··· BAGIAN TEKS
Oleh: Kak Ada
Banjir bandang yang melanda Desa Tanjung Harapan, Kecamatan Sundang Danau, Kabupaten Ogan Komering Ulu (OKU) Selatan, Sumatra Selatan, pada Selasa (23/9/2025) dini hari, menelan tiga korban jiwa dan merusak delapan rumah warga. Air bah datang dengan cepat, menghantam permukiman ketika sebagian besar warga masih terlelap.
Kepala BPBD Sumatra Selatan, Sudirman, menjelaskan bahwa curah hujan tinggi menjadi penyebab utama meluapnya sungai dan memicu banjir bandang (liputan6.com, 28/09/2025).
Lemahnya Empati, Hilangnya Kesungguhan Penanggulangan Banjir
Peristiwa bencana banjir bukanlah yang pertama. Banjir serupa kerap berulang dari tahun ke tahun di beberapa wilayah Sumsel seperti OKU, Lahat, dan Muara Enim.
Lebih ironis lagi, setiap kali bencana datang, pola sikap yang sama berulang. Para pejabat muncul di lokasi banjir dengan rombongan besar, mengenakan sepatu bot, memberi bantuan seadanya, lalu berbicara panjang di depan kamera. Mereka berjanji akan menindaklanjuti, namun setelah berita reda, perhatian pun ikut menghilang.
Respons mereka sering terasa lebih seremonial daripada solutif. Kehadiran di tengah korban lebih tampak sebagai ajang pencitraan dibandingkan sebagai bentuk tanggung jawab nyata. Warga memang mendapat bantuan sementara, tapi akar masalahnya tidak ditanggulangi seperti rusaknya hutan, buruknya tata ruang, dan lemahnya pengawasan, jarang sekali disentuh secara serius.
······
SYARAT TUGAS 1:
Hitung ada berapa baris data yang memuat kata "instance", dengan huruf besar dan kecil dianggap berbeda. Tulis angkanya saja.
··· DATA MENTAH
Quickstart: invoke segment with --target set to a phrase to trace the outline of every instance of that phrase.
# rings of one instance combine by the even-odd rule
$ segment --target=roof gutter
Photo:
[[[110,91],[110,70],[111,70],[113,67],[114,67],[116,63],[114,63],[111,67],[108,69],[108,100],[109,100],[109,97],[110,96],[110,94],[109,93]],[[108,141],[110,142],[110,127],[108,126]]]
······
SYARAT TUGAS 2:
Sebutkan semua wilayah di Sumsel yang menurut teks tentang banjir di Sumatra Selatan sering dilanda banjir dari tahun ke tahun.

JAWABAN BENAR 1:
2

JAWABAN BENAR 2:
OKU, Lahat, dan Muara Enim.